On how many lines of the records below does the string "tree" appear? Reply with only the number.

(Items listed in a dataset)
-.-.-

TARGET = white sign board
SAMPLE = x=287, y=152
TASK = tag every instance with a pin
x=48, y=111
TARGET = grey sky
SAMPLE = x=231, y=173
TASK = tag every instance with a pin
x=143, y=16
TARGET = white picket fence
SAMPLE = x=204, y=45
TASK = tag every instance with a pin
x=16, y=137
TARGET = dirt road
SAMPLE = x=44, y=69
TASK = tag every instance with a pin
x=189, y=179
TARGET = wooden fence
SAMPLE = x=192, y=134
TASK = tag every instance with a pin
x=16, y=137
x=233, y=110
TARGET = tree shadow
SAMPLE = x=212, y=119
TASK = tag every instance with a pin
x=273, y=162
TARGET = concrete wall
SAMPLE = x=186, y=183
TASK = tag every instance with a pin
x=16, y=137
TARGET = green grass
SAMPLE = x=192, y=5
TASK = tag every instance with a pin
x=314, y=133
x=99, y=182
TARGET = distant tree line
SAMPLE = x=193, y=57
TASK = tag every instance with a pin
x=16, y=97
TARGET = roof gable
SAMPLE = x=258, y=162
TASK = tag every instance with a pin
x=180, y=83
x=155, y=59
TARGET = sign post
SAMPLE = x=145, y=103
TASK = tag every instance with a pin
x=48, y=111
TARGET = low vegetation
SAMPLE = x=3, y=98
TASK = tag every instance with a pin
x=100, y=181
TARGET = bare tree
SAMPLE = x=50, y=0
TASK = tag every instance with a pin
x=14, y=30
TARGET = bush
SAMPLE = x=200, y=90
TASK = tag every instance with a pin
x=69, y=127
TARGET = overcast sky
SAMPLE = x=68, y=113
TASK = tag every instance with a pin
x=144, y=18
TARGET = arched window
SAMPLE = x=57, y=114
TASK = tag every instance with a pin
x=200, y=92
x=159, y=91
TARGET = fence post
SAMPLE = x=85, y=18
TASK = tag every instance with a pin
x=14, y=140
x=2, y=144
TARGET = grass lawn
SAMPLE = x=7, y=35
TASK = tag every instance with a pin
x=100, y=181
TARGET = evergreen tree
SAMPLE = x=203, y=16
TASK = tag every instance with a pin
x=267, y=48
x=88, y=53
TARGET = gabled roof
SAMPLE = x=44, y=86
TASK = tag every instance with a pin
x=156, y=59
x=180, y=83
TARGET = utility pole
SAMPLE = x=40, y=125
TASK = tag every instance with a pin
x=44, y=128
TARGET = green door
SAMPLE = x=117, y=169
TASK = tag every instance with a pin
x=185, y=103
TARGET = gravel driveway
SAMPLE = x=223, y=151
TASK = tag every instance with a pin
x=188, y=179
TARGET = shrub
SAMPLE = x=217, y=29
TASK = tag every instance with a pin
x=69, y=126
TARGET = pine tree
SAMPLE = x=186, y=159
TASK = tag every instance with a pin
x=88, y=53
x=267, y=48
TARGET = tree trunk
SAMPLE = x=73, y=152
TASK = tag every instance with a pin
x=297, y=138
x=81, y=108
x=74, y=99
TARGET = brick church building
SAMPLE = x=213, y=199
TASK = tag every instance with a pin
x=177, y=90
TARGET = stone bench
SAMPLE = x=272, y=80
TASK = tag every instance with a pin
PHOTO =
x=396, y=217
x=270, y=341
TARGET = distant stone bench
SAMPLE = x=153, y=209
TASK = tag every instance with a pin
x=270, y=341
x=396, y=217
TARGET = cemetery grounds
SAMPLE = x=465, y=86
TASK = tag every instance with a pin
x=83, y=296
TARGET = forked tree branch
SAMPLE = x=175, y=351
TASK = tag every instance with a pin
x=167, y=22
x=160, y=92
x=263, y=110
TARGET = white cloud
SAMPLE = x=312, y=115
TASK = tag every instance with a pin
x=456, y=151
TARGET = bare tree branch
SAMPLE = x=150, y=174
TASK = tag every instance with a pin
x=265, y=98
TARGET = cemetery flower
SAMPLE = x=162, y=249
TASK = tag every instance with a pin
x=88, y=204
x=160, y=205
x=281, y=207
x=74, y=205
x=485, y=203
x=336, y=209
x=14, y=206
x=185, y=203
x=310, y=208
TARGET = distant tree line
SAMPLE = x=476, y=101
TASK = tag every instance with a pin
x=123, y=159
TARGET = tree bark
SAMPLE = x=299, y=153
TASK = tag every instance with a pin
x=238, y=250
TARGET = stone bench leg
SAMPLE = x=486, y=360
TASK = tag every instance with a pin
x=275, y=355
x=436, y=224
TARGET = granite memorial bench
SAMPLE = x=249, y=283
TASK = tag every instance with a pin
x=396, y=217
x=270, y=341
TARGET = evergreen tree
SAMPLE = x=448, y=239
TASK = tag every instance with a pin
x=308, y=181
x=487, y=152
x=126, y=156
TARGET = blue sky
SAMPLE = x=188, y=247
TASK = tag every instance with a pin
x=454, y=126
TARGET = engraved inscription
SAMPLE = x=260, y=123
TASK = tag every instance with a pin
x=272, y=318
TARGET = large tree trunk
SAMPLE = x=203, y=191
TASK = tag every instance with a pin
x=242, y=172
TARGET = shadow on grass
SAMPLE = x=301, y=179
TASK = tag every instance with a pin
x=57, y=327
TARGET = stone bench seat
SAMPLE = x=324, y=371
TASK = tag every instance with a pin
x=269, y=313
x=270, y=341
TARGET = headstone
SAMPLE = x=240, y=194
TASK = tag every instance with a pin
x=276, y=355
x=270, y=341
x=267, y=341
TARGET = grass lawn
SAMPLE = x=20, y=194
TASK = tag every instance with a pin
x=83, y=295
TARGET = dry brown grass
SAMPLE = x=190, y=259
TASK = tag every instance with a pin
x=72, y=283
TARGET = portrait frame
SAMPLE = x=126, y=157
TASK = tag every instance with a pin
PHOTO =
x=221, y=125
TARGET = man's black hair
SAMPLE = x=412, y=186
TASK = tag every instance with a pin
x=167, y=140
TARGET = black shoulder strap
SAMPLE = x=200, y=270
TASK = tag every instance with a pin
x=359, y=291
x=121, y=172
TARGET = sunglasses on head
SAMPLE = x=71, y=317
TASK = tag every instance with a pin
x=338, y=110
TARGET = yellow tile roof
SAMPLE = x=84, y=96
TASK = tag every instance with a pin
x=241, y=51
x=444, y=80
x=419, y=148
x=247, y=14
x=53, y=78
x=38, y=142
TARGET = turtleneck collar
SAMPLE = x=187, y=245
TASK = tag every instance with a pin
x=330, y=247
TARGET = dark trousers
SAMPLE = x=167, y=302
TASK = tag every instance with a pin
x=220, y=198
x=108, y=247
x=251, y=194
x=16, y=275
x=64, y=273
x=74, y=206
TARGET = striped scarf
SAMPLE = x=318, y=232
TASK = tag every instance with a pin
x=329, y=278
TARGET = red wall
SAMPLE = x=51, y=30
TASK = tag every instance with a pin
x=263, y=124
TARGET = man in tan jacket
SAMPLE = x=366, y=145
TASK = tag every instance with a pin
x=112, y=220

-.-.-

-- YOUR SOLUTION --
12